**Aim of the exercise**. Your task is to copy every line of this material exactly.

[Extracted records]
==============================

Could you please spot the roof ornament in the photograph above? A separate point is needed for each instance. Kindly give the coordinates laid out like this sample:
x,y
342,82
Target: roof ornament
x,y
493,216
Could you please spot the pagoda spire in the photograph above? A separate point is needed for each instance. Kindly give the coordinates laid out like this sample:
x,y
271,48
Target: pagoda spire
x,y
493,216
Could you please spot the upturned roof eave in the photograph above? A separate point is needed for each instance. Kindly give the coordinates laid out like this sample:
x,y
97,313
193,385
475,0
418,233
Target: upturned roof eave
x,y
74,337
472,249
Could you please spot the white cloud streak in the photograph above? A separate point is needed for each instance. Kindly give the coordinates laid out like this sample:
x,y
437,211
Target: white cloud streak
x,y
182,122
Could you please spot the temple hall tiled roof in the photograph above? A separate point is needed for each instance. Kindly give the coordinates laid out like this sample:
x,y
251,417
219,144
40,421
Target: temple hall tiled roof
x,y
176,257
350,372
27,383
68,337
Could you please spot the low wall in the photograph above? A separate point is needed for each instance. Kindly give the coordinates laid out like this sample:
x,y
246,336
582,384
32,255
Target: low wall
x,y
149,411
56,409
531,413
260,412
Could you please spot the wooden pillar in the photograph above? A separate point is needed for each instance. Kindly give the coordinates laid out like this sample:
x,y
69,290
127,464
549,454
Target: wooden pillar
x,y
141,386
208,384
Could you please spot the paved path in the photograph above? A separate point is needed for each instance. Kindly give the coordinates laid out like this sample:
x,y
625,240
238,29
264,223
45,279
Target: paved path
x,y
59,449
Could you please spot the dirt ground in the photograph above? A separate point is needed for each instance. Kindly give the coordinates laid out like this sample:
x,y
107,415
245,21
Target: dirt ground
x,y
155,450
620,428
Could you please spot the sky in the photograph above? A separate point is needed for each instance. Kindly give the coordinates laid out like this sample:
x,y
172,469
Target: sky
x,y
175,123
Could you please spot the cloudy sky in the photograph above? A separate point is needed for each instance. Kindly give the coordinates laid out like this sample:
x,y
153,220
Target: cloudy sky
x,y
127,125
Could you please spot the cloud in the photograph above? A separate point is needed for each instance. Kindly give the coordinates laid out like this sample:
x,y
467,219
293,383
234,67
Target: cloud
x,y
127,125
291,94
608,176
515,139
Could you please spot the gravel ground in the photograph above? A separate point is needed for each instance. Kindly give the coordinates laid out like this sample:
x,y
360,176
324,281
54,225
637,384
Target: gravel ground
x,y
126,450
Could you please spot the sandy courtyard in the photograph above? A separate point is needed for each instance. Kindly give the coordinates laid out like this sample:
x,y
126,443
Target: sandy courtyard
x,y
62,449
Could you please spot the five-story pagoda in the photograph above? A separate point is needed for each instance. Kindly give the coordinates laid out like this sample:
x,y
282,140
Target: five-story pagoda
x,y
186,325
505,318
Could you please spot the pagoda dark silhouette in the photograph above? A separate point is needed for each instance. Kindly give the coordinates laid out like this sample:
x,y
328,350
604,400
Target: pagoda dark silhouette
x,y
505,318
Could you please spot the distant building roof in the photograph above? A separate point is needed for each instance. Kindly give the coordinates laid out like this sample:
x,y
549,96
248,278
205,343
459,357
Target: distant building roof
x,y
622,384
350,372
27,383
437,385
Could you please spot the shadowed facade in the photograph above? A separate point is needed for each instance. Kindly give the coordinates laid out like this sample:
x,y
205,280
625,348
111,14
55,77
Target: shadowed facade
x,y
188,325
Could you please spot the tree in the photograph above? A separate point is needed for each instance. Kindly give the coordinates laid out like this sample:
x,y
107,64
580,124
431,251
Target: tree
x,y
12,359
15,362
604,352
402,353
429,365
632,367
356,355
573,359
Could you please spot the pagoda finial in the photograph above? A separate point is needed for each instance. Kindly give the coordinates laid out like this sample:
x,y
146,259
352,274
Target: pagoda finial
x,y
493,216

==============================

**Completed task**.
Could you please spot the roof ornament in the photograph above? A separate point is needed for each instance. Kindly give the coordinates laid out like this sample:
x,y
342,82
Target: roof ornament
x,y
493,216
Could you please spot the pagoda spire in the photograph above? A separate point is needed for each instance. Kindly give the coordinates laid out like this sample:
x,y
271,48
Target: pagoda spire
x,y
493,216
Could you please spot the upturned roof eave in the photograph above? A separate point is needed for each instance. Kindly give the coordinates laid out like this sample:
x,y
97,313
193,385
475,0
418,233
Target: upturned roof eave
x,y
74,337
472,249
Could you please spot the white cloud streak in the photograph above? A separate point is needed for each instance. Kindly give the coordinates laid out like this sample:
x,y
437,211
Target: white cloud streak
x,y
182,122
Could you please spot the temple hall tiled roof in the photograph above? A separate point is needed for each instance. Kindly give the coordinates laid out like this sample:
x,y
251,417
219,144
40,421
Target: temple hall tiled roof
x,y
176,257
350,372
27,383
68,337
Could you please spot the low wall in the photograph above? A separate point is needed for each instance. Kindly give the coordinates laid out like this sample:
x,y
246,336
582,384
32,255
Target: low wall
x,y
149,411
56,409
531,413
260,412
Could you please spot the wooden pillar in the photograph above? A separate point is needed for each instance. Kindly give the coordinates laid out like this sample:
x,y
69,290
127,464
549,454
Target: wooden pillar
x,y
141,386
208,384
Could you please spot the paved path in the photograph above? A separate point is needed for each instance. Kindly give the coordinates laid out like this sample:
x,y
625,240
238,29
264,223
45,279
Target: paved path
x,y
59,449
Could you please spot the dirt ground in the photograph above? A separate point is needed for each instance. Kindly give the coordinates laid out like this sample:
x,y
107,415
245,21
Target: dirt ground
x,y
155,450
620,428
Could you please spot the sky in the photograph above? A separate point is needed for each instance. Kindly give the coordinates laid out like this sample:
x,y
172,469
Target: sky
x,y
175,123
Could you please spot the cloudy sky in the photograph above? A separate point is needed for each instance. Kindly give the coordinates laid out like this sample:
x,y
153,220
Target: cloudy sky
x,y
127,125
Could you please spot the cloud in the photograph above? A separate point is needed for each instance. Kindly give the coordinates laid out like this sample:
x,y
467,219
293,383
234,67
Target: cloud
x,y
127,125
291,94
608,176
515,139
Could you please spot the gravel ground in the photograph above? A separate point is needed for each instance. Kindly give the coordinates laid out like this sample:
x,y
360,176
324,281
54,225
637,384
Target: gravel ground
x,y
126,450
Could you please spot the sandy courtyard in the photograph above? A separate point is needed for each instance. Kindly give the coordinates laid out like this sample:
x,y
126,443
Target: sandy courtyard
x,y
62,449
Could you please spot the five-story pagoda in the photograph above? A separate point is needed for each instance. Kindly give the coordinates laid out like this sample:
x,y
282,140
Target: five-story pagoda
x,y
186,325
505,318
Could you please spot the pagoda dark silhouette in the photograph above? A separate point is needed for each instance. Kindly give the coordinates laid out like this sample:
x,y
328,350
604,400
Target: pagoda dark silhouette
x,y
505,318
Could you please spot the distant building roof in the photograph above? A separate point is needed for each instance. Kindly give the coordinates laid out like this sample:
x,y
549,96
248,278
205,343
459,357
Target: distant building roof
x,y
622,384
350,372
27,383
437,385
Could you please spot the shadowed facade in the photograph above? A separate point is needed for each instance. Kindly give the coordinates laid out like this sample:
x,y
205,280
625,348
111,14
55,77
Target: shadowed facade
x,y
188,325
Could you please spot the tree in the photograph above? A separate point is needed for each instance. Kindly give the coordinates laid out like this sample:
x,y
107,64
580,124
431,251
Target: tree
x,y
12,359
15,362
604,352
402,353
429,365
632,367
356,355
573,359
Could you please spot the pagoda finial in the photograph above? A separate point is needed for each instance. Kindly give the coordinates laid out like this sample:
x,y
146,259
352,274
Target: pagoda finial
x,y
493,216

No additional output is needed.